- RECORDS FOR THIS EXERCISE -
[Begin]

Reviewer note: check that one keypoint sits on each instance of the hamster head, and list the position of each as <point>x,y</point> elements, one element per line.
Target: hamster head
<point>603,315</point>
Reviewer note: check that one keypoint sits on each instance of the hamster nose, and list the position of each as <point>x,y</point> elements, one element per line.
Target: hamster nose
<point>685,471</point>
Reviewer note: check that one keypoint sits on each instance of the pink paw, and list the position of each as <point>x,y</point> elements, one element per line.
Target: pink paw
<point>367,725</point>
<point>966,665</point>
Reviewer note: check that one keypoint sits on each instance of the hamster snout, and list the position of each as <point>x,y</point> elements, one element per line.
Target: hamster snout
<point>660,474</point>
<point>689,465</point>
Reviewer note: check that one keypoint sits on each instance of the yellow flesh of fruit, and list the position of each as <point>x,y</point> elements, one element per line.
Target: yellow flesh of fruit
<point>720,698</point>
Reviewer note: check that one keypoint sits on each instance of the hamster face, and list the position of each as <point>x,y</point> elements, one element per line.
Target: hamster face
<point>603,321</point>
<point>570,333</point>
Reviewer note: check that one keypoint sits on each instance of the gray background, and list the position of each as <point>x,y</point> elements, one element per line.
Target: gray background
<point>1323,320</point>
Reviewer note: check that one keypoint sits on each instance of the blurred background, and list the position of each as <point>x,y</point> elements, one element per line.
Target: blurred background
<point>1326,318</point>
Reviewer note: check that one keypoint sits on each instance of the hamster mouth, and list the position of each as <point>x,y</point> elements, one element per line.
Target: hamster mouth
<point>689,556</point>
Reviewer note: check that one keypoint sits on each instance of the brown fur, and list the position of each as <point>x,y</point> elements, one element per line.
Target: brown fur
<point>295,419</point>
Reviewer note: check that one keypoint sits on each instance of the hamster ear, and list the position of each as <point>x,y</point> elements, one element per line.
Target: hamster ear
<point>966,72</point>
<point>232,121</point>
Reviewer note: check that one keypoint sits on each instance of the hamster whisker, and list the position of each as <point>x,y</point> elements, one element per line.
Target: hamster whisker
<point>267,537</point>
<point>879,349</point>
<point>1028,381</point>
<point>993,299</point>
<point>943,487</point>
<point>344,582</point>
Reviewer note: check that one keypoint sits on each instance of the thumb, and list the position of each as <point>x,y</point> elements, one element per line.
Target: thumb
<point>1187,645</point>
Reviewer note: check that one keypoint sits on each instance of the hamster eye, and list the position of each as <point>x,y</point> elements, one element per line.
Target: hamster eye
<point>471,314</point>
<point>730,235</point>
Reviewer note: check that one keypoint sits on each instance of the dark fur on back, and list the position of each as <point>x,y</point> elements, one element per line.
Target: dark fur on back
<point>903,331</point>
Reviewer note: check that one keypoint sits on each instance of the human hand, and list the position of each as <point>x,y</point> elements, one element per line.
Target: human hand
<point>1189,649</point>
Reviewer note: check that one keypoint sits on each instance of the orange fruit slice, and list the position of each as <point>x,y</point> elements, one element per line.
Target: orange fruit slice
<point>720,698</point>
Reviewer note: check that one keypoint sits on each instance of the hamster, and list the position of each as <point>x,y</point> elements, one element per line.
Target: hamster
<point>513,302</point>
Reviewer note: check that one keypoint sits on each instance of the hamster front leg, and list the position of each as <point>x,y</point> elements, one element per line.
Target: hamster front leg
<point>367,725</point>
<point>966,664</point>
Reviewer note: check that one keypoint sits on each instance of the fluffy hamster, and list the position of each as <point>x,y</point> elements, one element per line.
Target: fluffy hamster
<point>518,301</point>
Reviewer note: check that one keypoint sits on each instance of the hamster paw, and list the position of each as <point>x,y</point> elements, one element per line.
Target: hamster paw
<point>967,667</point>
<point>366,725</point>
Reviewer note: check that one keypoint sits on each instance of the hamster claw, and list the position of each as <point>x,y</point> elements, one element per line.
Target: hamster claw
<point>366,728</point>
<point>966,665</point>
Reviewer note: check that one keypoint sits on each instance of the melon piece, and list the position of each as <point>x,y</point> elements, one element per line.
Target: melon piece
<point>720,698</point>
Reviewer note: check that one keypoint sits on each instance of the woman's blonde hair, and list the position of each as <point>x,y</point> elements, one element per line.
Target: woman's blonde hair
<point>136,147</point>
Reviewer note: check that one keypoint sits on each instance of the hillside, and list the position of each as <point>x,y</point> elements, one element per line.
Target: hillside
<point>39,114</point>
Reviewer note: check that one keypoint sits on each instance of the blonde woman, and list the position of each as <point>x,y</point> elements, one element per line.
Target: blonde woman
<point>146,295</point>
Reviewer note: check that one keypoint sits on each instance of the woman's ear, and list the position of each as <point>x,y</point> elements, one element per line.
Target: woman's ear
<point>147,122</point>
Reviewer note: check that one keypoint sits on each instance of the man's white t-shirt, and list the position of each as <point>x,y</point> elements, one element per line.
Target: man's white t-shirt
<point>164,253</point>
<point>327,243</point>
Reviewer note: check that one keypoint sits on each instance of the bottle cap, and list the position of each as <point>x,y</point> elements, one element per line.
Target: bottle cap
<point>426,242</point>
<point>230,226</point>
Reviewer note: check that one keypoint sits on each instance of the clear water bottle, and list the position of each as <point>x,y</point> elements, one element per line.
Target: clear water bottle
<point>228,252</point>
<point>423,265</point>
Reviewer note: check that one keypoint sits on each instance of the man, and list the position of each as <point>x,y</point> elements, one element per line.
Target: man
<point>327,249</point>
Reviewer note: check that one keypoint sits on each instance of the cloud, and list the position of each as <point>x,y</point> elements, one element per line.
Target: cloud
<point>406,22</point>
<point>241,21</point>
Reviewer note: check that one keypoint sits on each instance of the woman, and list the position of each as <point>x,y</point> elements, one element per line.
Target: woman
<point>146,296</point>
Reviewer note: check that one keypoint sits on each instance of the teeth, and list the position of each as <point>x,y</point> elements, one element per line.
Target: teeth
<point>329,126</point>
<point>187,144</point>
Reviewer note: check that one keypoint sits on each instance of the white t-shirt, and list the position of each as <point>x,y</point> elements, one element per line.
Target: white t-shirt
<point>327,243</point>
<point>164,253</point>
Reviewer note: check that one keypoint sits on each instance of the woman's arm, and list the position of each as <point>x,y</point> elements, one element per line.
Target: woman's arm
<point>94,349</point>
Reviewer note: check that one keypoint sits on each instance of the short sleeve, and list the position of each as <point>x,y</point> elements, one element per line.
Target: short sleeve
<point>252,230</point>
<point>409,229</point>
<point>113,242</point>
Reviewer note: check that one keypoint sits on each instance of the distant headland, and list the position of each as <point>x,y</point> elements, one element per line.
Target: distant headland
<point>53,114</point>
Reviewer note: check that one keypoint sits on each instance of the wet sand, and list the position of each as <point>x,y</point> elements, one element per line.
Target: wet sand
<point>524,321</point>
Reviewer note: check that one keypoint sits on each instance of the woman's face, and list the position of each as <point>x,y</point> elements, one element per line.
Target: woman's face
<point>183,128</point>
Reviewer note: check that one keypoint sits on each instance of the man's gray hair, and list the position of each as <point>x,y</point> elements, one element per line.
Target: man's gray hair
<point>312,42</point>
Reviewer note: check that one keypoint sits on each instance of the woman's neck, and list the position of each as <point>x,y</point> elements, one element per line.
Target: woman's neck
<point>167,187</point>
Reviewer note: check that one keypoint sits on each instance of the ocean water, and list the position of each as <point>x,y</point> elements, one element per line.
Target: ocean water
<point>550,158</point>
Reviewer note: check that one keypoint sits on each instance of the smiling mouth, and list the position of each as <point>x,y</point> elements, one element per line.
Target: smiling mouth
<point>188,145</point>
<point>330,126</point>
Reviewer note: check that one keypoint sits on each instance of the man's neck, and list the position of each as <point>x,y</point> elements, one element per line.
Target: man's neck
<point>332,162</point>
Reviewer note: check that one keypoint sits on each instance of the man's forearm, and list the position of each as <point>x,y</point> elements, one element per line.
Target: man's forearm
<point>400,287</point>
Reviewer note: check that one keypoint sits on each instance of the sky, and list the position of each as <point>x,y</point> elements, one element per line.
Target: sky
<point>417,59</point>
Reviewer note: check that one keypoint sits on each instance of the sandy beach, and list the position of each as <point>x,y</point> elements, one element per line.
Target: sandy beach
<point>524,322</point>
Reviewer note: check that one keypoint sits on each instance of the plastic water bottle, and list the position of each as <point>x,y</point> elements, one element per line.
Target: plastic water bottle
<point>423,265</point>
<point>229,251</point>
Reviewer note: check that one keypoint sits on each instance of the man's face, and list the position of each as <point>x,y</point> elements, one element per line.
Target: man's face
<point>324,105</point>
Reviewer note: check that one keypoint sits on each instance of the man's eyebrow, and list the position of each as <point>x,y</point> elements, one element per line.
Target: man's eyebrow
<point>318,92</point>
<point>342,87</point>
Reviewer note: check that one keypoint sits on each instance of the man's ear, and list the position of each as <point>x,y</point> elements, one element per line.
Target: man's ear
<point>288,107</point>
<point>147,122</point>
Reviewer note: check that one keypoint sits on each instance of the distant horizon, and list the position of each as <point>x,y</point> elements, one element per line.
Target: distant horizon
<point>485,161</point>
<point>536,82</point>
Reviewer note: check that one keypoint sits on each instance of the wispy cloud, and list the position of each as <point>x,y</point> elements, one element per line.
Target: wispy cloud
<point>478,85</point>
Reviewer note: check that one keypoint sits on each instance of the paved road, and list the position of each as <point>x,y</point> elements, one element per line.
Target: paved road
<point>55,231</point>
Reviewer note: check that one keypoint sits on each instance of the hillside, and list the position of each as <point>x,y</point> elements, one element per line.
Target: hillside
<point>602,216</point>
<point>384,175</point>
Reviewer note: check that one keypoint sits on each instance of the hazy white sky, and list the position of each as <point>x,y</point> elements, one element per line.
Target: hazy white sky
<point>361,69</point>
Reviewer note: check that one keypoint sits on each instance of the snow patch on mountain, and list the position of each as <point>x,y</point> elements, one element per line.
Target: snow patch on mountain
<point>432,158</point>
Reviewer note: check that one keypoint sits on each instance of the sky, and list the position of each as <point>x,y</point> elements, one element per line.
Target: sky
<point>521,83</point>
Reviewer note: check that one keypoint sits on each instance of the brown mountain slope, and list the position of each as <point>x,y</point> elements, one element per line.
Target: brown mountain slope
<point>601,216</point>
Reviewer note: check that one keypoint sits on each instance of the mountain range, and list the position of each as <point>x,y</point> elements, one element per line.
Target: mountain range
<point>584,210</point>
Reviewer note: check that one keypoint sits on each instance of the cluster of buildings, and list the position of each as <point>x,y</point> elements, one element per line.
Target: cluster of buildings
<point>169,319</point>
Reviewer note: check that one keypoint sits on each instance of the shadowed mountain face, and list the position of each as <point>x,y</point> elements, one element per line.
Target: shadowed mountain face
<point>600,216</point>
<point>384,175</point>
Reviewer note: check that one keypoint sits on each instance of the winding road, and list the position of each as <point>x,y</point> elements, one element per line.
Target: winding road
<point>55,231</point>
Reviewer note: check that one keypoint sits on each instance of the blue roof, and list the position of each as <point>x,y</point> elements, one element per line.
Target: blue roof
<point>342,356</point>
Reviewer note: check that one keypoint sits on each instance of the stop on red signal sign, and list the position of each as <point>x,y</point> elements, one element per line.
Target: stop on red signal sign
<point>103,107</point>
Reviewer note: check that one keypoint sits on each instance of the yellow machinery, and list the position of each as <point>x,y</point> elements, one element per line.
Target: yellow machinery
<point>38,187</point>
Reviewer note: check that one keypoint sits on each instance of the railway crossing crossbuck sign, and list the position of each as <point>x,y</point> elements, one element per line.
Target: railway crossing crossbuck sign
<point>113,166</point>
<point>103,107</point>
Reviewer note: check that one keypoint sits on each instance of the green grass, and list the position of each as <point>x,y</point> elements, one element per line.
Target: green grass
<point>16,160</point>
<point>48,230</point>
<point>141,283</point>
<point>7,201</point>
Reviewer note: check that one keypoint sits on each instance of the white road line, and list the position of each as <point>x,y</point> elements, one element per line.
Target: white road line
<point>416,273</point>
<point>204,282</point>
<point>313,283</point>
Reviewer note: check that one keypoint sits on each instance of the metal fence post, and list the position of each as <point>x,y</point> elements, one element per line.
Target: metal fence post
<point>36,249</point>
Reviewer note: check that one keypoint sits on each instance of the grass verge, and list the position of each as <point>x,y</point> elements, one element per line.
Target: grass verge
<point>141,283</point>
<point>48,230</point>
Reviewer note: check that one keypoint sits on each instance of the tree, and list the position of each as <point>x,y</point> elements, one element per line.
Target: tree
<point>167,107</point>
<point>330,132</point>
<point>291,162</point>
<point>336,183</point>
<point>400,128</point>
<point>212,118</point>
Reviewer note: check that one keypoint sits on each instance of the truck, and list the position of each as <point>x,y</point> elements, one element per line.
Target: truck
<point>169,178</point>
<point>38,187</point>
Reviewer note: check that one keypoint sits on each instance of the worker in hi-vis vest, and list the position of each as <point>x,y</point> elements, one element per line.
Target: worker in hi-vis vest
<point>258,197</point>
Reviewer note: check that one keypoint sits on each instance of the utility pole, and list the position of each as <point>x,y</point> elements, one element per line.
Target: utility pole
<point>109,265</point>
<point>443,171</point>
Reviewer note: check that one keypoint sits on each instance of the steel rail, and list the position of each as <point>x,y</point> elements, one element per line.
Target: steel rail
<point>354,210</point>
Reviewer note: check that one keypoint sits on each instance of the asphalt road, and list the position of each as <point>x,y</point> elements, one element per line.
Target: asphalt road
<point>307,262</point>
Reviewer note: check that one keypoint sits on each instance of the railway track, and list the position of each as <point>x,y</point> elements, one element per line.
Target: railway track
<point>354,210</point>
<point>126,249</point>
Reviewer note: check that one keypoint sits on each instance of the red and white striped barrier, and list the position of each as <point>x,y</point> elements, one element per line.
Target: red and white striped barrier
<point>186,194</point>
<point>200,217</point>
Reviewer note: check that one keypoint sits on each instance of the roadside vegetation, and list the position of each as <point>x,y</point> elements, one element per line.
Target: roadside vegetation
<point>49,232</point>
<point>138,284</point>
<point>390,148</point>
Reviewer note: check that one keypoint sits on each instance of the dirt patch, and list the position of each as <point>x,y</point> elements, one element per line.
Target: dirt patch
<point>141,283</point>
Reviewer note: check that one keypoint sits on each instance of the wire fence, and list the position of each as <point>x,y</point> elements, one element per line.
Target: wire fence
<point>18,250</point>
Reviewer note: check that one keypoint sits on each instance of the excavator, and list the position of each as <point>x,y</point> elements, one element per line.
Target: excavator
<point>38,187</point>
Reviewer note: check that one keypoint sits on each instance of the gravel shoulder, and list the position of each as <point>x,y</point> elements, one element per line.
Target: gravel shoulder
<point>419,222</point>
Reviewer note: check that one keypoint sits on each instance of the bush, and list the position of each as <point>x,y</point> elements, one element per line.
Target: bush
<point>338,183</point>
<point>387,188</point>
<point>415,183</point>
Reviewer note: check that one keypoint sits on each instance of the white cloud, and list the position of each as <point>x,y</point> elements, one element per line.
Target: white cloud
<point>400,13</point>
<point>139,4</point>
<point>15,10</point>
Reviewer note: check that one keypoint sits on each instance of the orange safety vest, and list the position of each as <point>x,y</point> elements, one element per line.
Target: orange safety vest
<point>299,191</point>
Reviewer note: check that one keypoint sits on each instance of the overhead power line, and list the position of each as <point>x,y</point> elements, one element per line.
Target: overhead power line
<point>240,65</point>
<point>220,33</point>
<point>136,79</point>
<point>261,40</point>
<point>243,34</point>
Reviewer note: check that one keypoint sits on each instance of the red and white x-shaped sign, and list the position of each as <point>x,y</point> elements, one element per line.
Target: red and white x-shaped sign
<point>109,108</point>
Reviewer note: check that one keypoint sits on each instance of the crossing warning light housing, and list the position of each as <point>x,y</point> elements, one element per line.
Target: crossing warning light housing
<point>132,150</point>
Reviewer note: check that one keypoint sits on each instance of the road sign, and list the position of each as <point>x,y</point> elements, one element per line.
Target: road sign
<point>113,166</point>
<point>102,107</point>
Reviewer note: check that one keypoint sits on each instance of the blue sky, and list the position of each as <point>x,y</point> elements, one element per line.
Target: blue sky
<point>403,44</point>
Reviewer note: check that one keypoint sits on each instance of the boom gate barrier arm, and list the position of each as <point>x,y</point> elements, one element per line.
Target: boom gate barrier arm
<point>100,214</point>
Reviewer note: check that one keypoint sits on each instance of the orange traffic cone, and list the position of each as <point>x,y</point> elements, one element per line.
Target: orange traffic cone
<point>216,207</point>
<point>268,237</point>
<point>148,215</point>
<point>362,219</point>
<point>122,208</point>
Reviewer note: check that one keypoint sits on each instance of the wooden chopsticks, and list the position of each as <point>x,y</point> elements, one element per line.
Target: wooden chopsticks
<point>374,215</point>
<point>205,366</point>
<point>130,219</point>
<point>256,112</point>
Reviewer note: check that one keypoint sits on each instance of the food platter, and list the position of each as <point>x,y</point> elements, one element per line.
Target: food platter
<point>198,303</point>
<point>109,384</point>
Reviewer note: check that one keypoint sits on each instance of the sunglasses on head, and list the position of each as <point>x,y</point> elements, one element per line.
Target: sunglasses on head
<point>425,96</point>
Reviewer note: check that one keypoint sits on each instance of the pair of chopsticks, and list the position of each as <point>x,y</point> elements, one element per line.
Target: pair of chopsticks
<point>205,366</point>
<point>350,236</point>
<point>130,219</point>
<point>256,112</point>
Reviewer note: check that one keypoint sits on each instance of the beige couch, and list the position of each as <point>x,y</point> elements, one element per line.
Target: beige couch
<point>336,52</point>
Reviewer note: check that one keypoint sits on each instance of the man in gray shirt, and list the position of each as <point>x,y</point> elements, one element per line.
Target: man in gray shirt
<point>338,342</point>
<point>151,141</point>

[End]

- EXERCISE -
Transcribe the listing from the line with "the railway crossing" to the line with "<point>7,201</point>", including both of those lines and changing nothing.

- TASK ANSWER -
Reviewer note: check that one keypoint sits on each instance of the railway crossing crossbuck sign, and list the position of each as <point>x,y</point> elements, one element per line.
Target: railway crossing crossbuck sign
<point>113,166</point>
<point>103,107</point>
Reviewer note: check that one keypoint sits on each instance of the green grass, and list the position of each as <point>x,y</point> elements, one element per line.
Target: green grass
<point>16,160</point>
<point>48,230</point>
<point>141,283</point>
<point>7,201</point>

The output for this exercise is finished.